Alexandre Le Voci Sayad é jornalista, educador e escritor. Mestre em inteligência artificial e ética pela PUC-SP e apresentador do Idade Mídia (Canal Futura)
Publicado em 19/10/2021
A motivação para o “lifelong learning” é tema de diversas linhas de estudo, em comum a certeza de que precisa ser voluntário, contínuo e automotivado
Em 1992, o compositor popular norte-americano Bruce Springsteen tornou célebre a canção 57 channels (and nothin’ on), algo como 57 canais (e nada para ver) – ironizando a qualidade da programação dos canais a cabo frente a uma “curiosa e interessada” audiência. Parecia um prenúncio dos tempos de muita oferta, mas pouca qualidade em que vivemos.
Dentro do que chamamos de “lifelong learning” (ou aprendizado durante a vida toda), a efervescência de informações no mundo não é capaz de despertar, por si só, a motivação para continuar aprendendo depois dos ciclos compulsórios de educação.
Pelo contrário, a confusão de signos e significados nos diferentes universos informacionais pelos quais circulamos tende mais a afastar do que aproximar aqueles que já não se sentem facilmente estimulados a ler, assistir, criar ou participar de alguma atividade ou exercício. Nem todo mundo se sente motivado ou apto para abraçar o aprendizado permanente.

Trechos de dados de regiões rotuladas
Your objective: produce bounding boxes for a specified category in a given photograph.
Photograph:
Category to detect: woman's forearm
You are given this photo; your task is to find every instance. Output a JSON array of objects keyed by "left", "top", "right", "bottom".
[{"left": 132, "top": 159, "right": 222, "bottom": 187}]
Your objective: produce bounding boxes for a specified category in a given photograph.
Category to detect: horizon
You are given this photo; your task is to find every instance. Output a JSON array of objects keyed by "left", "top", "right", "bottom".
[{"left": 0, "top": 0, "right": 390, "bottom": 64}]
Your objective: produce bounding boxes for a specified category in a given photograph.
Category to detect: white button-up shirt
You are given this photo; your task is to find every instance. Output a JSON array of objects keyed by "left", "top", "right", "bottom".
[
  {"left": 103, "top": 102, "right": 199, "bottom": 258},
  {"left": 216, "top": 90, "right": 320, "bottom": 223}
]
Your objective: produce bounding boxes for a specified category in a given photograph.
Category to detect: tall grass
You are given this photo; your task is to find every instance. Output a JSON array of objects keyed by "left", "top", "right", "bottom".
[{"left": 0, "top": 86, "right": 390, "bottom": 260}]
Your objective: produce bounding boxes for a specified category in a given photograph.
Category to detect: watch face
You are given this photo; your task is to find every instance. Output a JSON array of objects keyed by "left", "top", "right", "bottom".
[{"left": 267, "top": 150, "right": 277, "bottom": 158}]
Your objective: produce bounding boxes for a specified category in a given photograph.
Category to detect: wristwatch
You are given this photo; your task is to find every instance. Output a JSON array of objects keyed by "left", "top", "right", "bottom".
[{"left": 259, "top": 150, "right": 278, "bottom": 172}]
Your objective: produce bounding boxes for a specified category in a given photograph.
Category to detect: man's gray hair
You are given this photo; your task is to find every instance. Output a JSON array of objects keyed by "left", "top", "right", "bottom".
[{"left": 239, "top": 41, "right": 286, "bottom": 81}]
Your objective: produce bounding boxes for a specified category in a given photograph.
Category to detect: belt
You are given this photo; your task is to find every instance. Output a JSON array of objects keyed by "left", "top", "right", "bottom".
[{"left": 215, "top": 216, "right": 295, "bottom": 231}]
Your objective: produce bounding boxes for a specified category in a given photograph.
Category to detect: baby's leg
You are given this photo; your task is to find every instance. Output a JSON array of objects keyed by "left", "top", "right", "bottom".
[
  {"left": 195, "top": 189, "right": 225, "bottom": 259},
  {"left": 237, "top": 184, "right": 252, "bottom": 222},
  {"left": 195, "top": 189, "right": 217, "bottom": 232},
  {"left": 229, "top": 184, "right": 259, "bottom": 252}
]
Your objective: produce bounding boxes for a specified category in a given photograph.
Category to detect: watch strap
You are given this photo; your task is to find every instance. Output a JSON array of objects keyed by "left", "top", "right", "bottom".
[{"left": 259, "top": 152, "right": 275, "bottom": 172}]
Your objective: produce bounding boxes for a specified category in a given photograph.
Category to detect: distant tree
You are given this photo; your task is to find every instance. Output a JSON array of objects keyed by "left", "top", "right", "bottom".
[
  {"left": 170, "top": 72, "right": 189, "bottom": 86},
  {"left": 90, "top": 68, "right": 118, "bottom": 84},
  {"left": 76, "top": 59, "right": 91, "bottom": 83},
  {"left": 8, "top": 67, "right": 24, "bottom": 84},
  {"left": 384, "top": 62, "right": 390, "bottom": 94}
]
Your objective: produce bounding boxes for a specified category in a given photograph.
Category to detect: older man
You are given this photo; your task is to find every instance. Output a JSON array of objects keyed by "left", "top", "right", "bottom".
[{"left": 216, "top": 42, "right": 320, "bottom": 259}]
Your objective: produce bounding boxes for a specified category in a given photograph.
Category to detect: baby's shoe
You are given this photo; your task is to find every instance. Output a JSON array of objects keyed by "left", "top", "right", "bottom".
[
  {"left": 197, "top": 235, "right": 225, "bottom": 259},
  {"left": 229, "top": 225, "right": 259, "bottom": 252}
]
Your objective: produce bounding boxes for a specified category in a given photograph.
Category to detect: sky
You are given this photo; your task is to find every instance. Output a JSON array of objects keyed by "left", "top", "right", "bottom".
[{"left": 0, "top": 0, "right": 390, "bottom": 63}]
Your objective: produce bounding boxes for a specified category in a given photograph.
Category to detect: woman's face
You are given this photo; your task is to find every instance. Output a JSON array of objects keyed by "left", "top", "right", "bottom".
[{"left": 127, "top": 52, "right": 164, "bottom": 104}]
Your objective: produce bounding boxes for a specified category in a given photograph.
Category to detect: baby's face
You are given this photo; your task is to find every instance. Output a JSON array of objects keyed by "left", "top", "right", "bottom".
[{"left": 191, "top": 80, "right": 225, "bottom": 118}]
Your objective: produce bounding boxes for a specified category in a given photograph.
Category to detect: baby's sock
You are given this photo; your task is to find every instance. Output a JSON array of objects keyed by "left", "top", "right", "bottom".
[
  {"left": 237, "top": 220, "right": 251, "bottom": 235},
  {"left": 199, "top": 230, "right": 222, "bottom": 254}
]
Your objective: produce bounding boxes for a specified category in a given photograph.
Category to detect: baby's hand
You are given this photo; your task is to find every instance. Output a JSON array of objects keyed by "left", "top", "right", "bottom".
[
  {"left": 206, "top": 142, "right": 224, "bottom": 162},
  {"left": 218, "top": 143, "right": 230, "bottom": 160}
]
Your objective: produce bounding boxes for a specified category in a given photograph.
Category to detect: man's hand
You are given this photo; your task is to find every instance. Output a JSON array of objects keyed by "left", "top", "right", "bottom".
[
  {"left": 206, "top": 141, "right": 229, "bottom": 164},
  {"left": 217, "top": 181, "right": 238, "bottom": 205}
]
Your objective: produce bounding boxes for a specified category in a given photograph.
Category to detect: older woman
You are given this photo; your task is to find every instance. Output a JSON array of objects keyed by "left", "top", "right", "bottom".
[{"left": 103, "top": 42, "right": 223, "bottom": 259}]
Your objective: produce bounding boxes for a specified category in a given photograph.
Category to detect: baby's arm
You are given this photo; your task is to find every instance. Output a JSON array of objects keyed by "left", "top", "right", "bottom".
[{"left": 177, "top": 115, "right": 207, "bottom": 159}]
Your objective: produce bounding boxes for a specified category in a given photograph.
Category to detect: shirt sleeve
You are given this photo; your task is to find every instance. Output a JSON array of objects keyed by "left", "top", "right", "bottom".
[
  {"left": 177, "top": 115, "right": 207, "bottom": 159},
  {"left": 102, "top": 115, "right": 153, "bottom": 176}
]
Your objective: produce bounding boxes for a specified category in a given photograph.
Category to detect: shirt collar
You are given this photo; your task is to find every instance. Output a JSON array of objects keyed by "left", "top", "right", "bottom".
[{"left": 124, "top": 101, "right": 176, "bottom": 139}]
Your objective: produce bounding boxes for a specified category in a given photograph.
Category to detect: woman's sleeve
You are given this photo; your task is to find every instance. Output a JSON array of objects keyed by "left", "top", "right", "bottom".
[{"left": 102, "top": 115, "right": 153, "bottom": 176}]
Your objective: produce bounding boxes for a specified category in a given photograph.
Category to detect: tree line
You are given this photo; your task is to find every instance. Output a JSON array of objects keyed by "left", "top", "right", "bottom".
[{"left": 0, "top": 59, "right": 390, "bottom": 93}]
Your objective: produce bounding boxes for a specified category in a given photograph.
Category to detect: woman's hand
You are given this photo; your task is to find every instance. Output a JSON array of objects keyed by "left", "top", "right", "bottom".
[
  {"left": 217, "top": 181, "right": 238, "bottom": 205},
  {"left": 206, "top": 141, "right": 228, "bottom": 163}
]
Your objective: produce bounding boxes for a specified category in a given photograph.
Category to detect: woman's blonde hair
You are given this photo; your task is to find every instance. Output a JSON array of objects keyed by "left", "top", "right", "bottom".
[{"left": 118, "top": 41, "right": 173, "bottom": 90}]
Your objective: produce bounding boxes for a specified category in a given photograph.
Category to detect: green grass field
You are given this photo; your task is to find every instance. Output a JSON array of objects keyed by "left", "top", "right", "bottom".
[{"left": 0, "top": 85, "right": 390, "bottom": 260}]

• **Tarefas a realizar**
A - No artigo sobre aprendizado ao longo da vida, em que ano Bruce Springsteen tornou célebre a canção 57 channels (and nothin’ on)?
B - Redija a continuação do artigo sobre aprendizado ao longo da vida a partir da última frase apresentada.

• **Respostas por tarefa**
A - Em 1992.

B -
Leia: Cultura da aprendizagem
Analisando o conjunto de conceitos que determinam o que é o “aprender a vida toda”, é unânime a definição de que esse movimento deve ser voluntário, contínuo e automotivado. É o que chamei em outras colunas de uma “cultura de aprendizagem” que envolve não só a escola, mas uma miríade de atores sociais em diferentes papéis.
Como contraexemplo, certa vez um economista, doutorado em uma das melhores universidades americanas, admitiu em entrevista que no auge de seus 70 anos gostava de pesquisar na internet onde se encontravam os elementos químicos da tabela periódica na natureza, além de escutar aulas de filosofia de universidades estrangeiras em formato de podcast. Por que ele continuava motivado a aprender mesmo depois de uma vida toda de trabalho e estudo? Tomemos o cuidado de não deduzir dois caminhos óbvios, mas enganosos: uma curiosidade “inata” ou então um privilégio “elitista”. A questão é complexa.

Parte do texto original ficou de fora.